TAREFAS PROPOSTAS ->
a – Redimensione a listagem abaixo: reescreva todas as suas linhas, sem omitir nenhuma, e multiplique por 1,7 cada coordenada dos pontos de resposta, arredondando para o inteiro mais próximo (metades para cima) e mantendo os demais números inalterados. Deixe as imagens de fora da resposta.
b – Escreva a continuação do texto sobre o espetáculo Azira'i, começando logo após a última frase.

TEXTO DE ORIGEM ->
========================================================================

A artista estreia no Sesc Ipiranga o solo autobiográfico “Azira’i”, centrado em sua relação com a mãe, a primeira mulher pajé da reserva de Cana Brava

Por Dirceu Alves Jr.

Em suas postagens no Instagram, a atriz Zahy Tentehar usa repetidas vezes uma legenda que diz “Eu não estava preparada, mas já me sinto pronta”. A frase chama a atenção dos seus quase 70 mil seguidores, e a artista indígena, de 34 anos, nascida e criada na reserva de Cana Brava, no Maranhão, afirma que se trata de uma perfeita tradução do seu entendimento de vida. “Sou assim mesmo, nunca preparada, mas sempre entregue às emoções, acredito que posso fazer e faço”, justifica. “A atuação, para mim, é um estado de presença.”

Indicada ao Prêmio Shell carioca de melhor atriz, Zahy é a protagonista do espetáculo Azira’i, dirigido por Denise Stutz e Duda Rios, que, depois de temporada no Rio de Janeiro, estreia no Teatro do Sesc Ipiranga nesta sexta, 8. O solo autobiográfico e musical é centrado na relação da artista e sua mãe, Azira’i, a primeira mulher pajé da aldeia maranhense, que, com seus conhecimentos sobre o mundo espiritual, usava as plantas, as mãos e o canto para a cura, o que lhe valeu o título de pajé suprema.

“O povo indígena é muito machista e isso faz parte da nossa cultura, mas minha mãe sempre ocupou um lugar fora dos padrões”, conta a filha, sobre Azira’i, que morreu em 2021. “Ela não tinha essa vaidade feminina de se olhar no espelho, usava camisas, shorts masculinos, andava descalça, o seu interesse era na espiritualidade.”

A atriz indígena Zahy Tentehar na peça Azira’i. Foto Daniel Barboza

Zahy, que construiu a dramaturgia junto da diretora Denise Stutz, percorre a história sob diferentes pontos de vista, como os dela própria, da mãe e de uma narradora, cantando ainda lamentos aprendidos na infância e canções originais compostas em parceria com Duda Rios, sob a direção musical de Elísio Freitas.

Parte do espetáculo é falado em ze’egete, a língua nativa da artista, e outra em português, idioma que ela só começou a dominar aos 10 anos. “O espetáculo tem técnica, ensaio, memorização de texto, mas, acima de tudo, é um ritual, porque toda arte, para mim, é um ritual”, define. “A cultura indígena é genuinamente teatral e, como aprendiz do que chamo de teatro da cidade, vejo o quanto já era uma atriz antes.”

========================================================================

DADOS FORNECIDOS ->
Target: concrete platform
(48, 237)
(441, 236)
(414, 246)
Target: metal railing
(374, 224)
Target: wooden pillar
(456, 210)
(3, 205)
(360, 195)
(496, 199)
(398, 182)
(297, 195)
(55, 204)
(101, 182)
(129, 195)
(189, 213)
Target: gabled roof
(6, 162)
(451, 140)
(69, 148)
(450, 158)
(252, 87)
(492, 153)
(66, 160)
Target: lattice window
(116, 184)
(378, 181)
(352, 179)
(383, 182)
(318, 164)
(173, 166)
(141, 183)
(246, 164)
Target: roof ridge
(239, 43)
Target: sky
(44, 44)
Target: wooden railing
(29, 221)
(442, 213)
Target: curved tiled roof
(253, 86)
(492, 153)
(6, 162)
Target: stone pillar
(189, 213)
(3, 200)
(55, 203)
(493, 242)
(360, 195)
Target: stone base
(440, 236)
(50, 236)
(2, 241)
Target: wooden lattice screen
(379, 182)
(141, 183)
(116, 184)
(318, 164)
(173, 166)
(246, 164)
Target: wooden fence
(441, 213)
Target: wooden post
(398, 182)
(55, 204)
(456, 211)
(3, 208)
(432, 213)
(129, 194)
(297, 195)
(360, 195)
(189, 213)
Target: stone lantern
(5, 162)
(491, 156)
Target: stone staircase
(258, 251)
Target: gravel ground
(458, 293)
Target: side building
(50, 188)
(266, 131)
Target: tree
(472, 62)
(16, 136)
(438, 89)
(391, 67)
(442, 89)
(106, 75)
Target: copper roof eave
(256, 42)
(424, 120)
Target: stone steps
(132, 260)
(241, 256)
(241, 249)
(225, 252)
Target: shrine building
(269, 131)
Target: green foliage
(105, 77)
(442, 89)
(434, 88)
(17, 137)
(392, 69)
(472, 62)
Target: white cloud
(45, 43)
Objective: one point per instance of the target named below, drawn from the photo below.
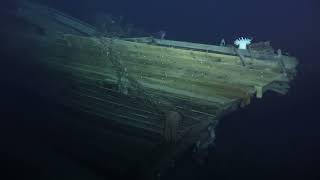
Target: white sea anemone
(242, 43)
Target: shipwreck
(158, 96)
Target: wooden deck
(140, 83)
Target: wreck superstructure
(159, 95)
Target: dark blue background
(273, 138)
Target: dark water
(273, 138)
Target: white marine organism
(242, 43)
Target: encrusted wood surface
(134, 84)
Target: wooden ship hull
(159, 95)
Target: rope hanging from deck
(125, 81)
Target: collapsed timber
(169, 95)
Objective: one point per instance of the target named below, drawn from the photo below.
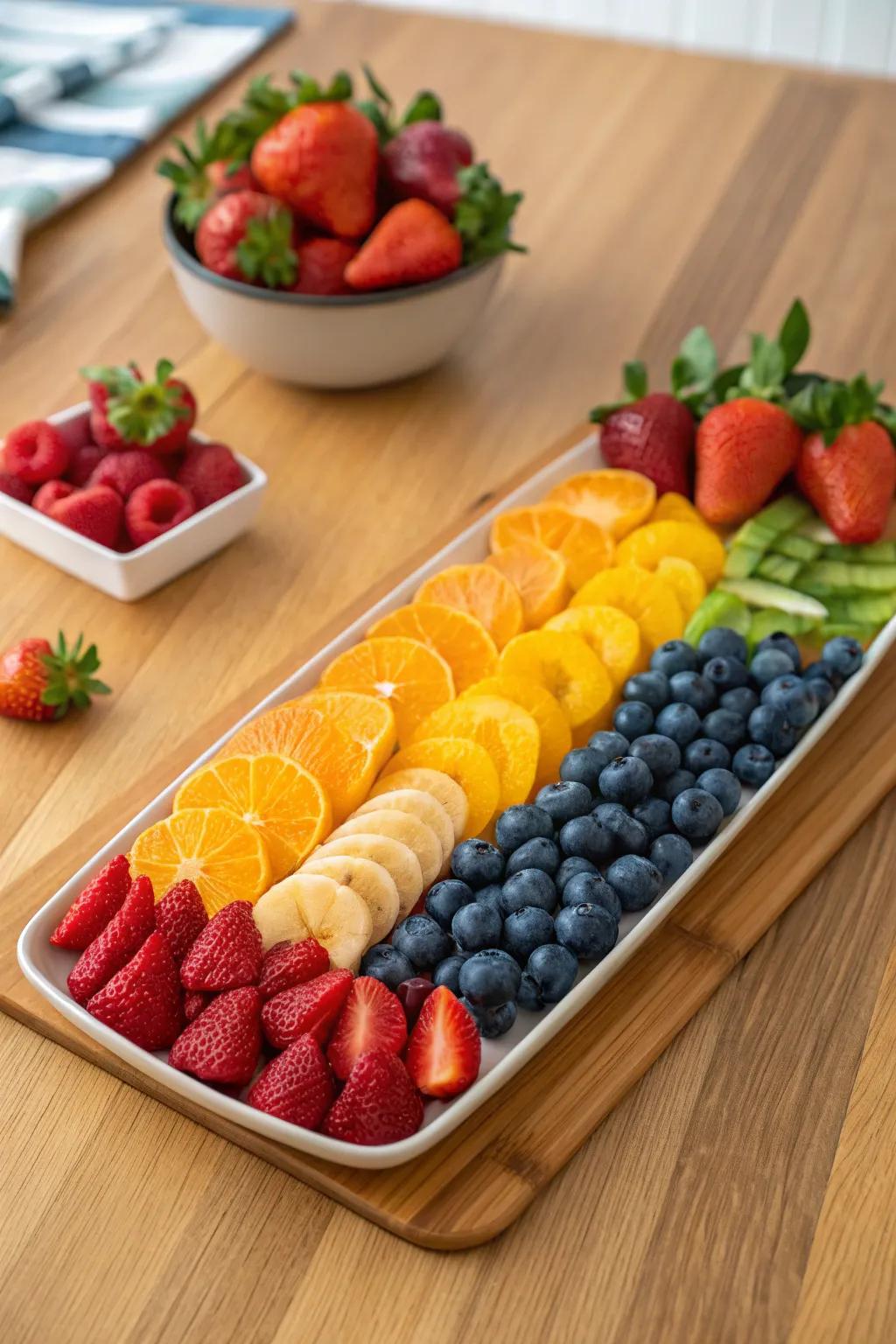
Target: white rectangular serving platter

========================================================================

RESPOSTAS ->
a –
Target: concrete platform
(82, 403)
(750, 401)
(704, 418)
Target: metal railing
(636, 381)
Target: wooden pillar
(775, 357)
(5, 349)
(612, 332)
(843, 338)
(677, 309)
(505, 332)
(94, 347)
(172, 309)
(219, 332)
(321, 362)
Target: gabled roof
(10, 275)
(767, 238)
(117, 252)
(765, 269)
(428, 148)
(836, 260)
(112, 272)
Target: lattice window
(197, 313)
(643, 308)
(598, 304)
(651, 309)
(541, 279)
(294, 282)
(240, 311)
(418, 279)
Target: roof ridge
(406, 73)
Target: sky
(75, 75)
Target: wooden railing
(49, 376)
(751, 362)
Target: curved tiled roof
(430, 146)
(836, 260)
(10, 275)
Target: stone pillar
(321, 362)
(5, 340)
(94, 345)
(838, 411)
(612, 332)
Target: stone base
(748, 401)
(85, 401)
(3, 410)
Target: wooden lattice screen
(644, 309)
(240, 311)
(197, 313)
(541, 279)
(294, 282)
(418, 279)
Target: wooden fence
(750, 362)
Target: wooden post
(677, 309)
(94, 347)
(775, 359)
(5, 354)
(734, 362)
(219, 330)
(505, 332)
(612, 332)
(321, 362)
Target: stone lantern
(9, 275)
(835, 265)
Target: stone staircase
(439, 427)
Target: gravel ground
(779, 498)
Target: side building
(85, 320)
(452, 223)
Target: tree
(802, 105)
(27, 231)
(745, 151)
(665, 114)
(751, 151)
(180, 128)
Target: copper roof eave
(435, 71)
(721, 204)
Target: stone steps
(224, 442)
(410, 435)
(410, 423)
(383, 428)
Target: shrine building
(457, 223)
Target: green foliage
(179, 131)
(751, 151)
(738, 150)
(29, 233)
(666, 117)
(802, 105)
Target: white cloud
(77, 73)
Objective: one point per instance of the target named below, drawn from the photo below.
Target: white sea anemone
(411, 73)
Target: shipwreck
(269, 163)
Target: wooden deck
(238, 141)
Target: wreck superstructure
(270, 162)
Target: dark blue background
(464, 235)
Target: dark water
(464, 235)
Target: white marine organism
(411, 73)
Target: encrusted wood surface
(228, 143)
Target: wooden ship hull
(270, 162)
Target: rope hanging from deck
(213, 138)
Target: collapsed timber
(287, 162)
Objective: one point per instance of the target named below, drawn from the photo below.
Target: white rectangular serving platter

b –
Caçula entre 32 irmãos – a maioria da parte do pai –, Zahy foi registrada aos 7 anos e, nesta época, começou o que chama de uma vida dupla entre a aldeia e a cidade de Barra do Corda, onde ficava a escola, a três horas de distância de carro ou moto em uma estrada de chão. O trajeto, no entanto, era feito a pé e levava quase o dobro do tempo, porém, em momento algum, surtia o efeito de sofrimento para a menina e seus irmãos. “A gente assava um peixe ou uma galinha no caminho, tomava banho de rio e cultivava o prazer de observar a natureza que foi perdido com a chegada do carro e da moto”, conta. “Eu me lembro até hoje quando uma irmã que morava na cidade me levou de presente um sabão em barra, devia ter uns 9 anos, e foi a primeira vez que lavei meus cabelos com sabão.”

A atriz indígena Zahy Tentehar em cena da peça Azira’i. Foto Leo Aversa

Em 2010, Zahy percebeu que aquela rotina parecia insuficiente diante dos seus potenciais e decidiu tentar a sorte do Rio de Janeiro. Ganhou R$ 350 em um trabalho como agente de saúde, e o pai emprestou outros R$ 100,00 para inteirar a passagem do ônibus que a traria à cidade grande. Nas mãos, levou duas sacolas com mudas de roupa, um galeto frito e dois litros de água – o suficiente para se manter em mais de 50 horas de trânsito.

No Rio, morou na Aldeia Maracanã, ocupação indígena próxima ao famoso estádio, viveu de doações e conseguiu emprego como caixa de supermercado. “Eu não terminei o ensino médio, o que tornava mais difícil na hora de arrumar emprego”, conta.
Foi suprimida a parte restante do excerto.